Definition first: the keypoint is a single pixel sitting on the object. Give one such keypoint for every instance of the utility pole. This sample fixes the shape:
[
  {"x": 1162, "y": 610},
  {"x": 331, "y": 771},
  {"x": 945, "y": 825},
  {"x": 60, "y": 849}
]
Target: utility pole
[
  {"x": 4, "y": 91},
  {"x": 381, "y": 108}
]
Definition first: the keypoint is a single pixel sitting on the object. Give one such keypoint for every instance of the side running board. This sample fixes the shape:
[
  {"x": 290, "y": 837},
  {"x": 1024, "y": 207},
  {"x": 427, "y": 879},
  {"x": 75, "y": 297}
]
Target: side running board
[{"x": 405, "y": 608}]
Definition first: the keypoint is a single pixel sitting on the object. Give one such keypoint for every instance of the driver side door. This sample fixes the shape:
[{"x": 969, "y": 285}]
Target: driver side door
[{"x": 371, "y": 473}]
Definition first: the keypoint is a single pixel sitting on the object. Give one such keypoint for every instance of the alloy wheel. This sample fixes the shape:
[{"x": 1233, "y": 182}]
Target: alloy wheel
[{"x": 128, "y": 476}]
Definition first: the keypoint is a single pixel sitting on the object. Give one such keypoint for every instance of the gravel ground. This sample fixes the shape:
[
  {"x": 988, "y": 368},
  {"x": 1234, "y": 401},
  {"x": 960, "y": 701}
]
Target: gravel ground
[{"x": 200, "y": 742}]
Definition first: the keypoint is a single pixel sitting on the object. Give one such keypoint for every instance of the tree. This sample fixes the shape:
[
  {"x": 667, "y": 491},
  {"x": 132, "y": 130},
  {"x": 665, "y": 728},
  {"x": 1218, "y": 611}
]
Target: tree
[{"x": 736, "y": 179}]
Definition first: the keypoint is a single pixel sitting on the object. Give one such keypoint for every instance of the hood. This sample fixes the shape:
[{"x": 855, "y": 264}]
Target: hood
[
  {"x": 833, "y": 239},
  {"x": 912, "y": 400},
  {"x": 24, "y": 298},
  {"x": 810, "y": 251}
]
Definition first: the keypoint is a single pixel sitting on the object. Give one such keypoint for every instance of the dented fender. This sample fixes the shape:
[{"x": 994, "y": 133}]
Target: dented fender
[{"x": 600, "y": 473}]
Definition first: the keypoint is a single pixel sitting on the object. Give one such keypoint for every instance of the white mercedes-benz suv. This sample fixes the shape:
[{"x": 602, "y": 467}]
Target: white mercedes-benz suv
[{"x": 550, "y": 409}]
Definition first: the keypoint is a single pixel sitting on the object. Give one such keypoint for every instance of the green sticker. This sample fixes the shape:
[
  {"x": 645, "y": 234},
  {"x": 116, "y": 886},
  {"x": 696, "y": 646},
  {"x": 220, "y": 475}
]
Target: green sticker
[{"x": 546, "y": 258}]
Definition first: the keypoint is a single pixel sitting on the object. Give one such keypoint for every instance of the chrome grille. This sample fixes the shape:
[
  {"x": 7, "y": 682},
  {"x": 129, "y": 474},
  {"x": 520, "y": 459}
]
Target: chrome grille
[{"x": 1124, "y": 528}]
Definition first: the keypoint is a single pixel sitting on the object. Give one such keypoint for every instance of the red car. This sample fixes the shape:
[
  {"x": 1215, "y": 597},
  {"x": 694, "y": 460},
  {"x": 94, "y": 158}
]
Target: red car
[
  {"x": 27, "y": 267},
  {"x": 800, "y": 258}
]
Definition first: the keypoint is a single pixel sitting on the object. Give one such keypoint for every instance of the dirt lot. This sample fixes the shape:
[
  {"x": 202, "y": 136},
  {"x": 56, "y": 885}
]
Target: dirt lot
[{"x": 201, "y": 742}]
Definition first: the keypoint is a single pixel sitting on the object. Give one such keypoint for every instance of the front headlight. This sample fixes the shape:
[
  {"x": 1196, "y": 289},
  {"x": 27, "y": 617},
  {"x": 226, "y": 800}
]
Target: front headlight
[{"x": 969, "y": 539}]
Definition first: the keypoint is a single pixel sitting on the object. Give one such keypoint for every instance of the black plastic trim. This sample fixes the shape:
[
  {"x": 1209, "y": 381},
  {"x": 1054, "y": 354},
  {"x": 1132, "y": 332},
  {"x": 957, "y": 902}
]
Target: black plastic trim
- - -
Work to complete: Each record above should be repeated exactly as it appears.

Task result:
Definition first: the keypoint is a single pixel sitting on the object. Give one such keypoint for every instance of the utility pole. This sample fixes the shape:
[
  {"x": 1162, "y": 610},
  {"x": 331, "y": 771},
  {"x": 945, "y": 825},
  {"x": 60, "y": 849}
]
Target: utility pole
[
  {"x": 4, "y": 91},
  {"x": 381, "y": 108}
]
Definition first: the keypoint is a single pixel sitting on the object. Give one such keypoint for every instance of the side running board. This sample fixes the shape:
[
  {"x": 290, "y": 837},
  {"x": 1024, "y": 207},
  {"x": 427, "y": 879},
  {"x": 75, "y": 297}
]
Target: side running board
[{"x": 405, "y": 608}]
Definition first: the keypoint is a single pixel sitting on the object. Give one such keypoint for every instance of the driver side door. This sample fixes the shape:
[{"x": 969, "y": 285}]
Target: driver side door
[{"x": 371, "y": 473}]
Definition first: the keypoint is a single pixel sitting on the object. Give one such keypoint for every instance of the alloy wheel. This sample fixes the shape:
[{"x": 1233, "y": 182}]
Target: alloy wheel
[{"x": 128, "y": 476}]
Definition first: the keypoint is a single pixel sitting on the object. Give one such keypoint for every instance of the gravel ground. This sample fixes the shape:
[
  {"x": 988, "y": 368},
  {"x": 1234, "y": 401},
  {"x": 960, "y": 701}
]
Target: gravel ground
[{"x": 200, "y": 742}]
Definition first: the keypoint is a single pixel sitting on the object. Give one such keypoint for every instance of the tree. This sample fixes the shape:
[
  {"x": 667, "y": 491},
  {"x": 132, "y": 130},
  {"x": 665, "y": 728},
  {"x": 1218, "y": 611}
]
Target: tree
[{"x": 736, "y": 179}]
Definition first: the keypoint is a single pixel sitting on the object. Give one such keypoint for every instance of the hood. This sample fixes the shape:
[{"x": 855, "y": 264}]
Target: hood
[
  {"x": 833, "y": 239},
  {"x": 912, "y": 400},
  {"x": 24, "y": 298},
  {"x": 810, "y": 251}
]
Definition first: the keypoint is a single pixel sitting on the object. Give one such keypoint for every instance of the dented fender. This sample fixes the shape:
[{"x": 994, "y": 133}]
Target: dented fender
[{"x": 600, "y": 473}]
Definition first: the keypoint is a single pixel sitting on the object. Give one such keypoint for every instance of the white mercedes-benz suv. This sample fixes the shape:
[{"x": 602, "y": 467}]
Target: white mercedes-benz suv
[{"x": 550, "y": 409}]
Definition first: the keypoint is a single pixel sitting on the object. Give one such keypoint for every instance of the green sticker. This sample fixes the shape:
[
  {"x": 645, "y": 234},
  {"x": 116, "y": 886},
  {"x": 696, "y": 646},
  {"x": 220, "y": 475}
]
Target: green sticker
[{"x": 546, "y": 258}]
Definition first: the keypoint is a single pixel sitting on the object. Give one such keypoint for every instance of the chrome grille. This sample fixes the shape:
[
  {"x": 7, "y": 682},
  {"x": 129, "y": 474},
  {"x": 520, "y": 459}
]
Target: chrome grille
[{"x": 1124, "y": 528}]
Definition first: the keypoint is a single pixel sitting on the object. Give one such keypoint for every instance of the red car. This sample fixes the shape:
[
  {"x": 1215, "y": 597},
  {"x": 694, "y": 460},
  {"x": 94, "y": 158}
]
Target: red car
[
  {"x": 27, "y": 267},
  {"x": 800, "y": 258}
]
Definition first: the keypoint is a single pixel sitting on the object. Give one such keypoint for every instance of the dirt lot. This sample fixes the shape:
[
  {"x": 202, "y": 136},
  {"x": 56, "y": 885}
]
Target: dirt lot
[{"x": 201, "y": 742}]
Definition first: the keypoint is a single pixel sitting on the object. Give one such keypoint for every instance of the front headlight. This sample fixes the shape:
[
  {"x": 1196, "y": 289},
  {"x": 27, "y": 617},
  {"x": 226, "y": 800}
]
Target: front headlight
[{"x": 969, "y": 539}]
Definition first: the keypoint is a single pixel sitting on the object. Give one such keypoint for every instance of the black plastic trim. This sample fixes the shape:
[
  {"x": 1209, "y": 381},
  {"x": 1054, "y": 354},
  {"x": 1132, "y": 332},
  {"x": 957, "y": 902}
]
Target: black plastic trim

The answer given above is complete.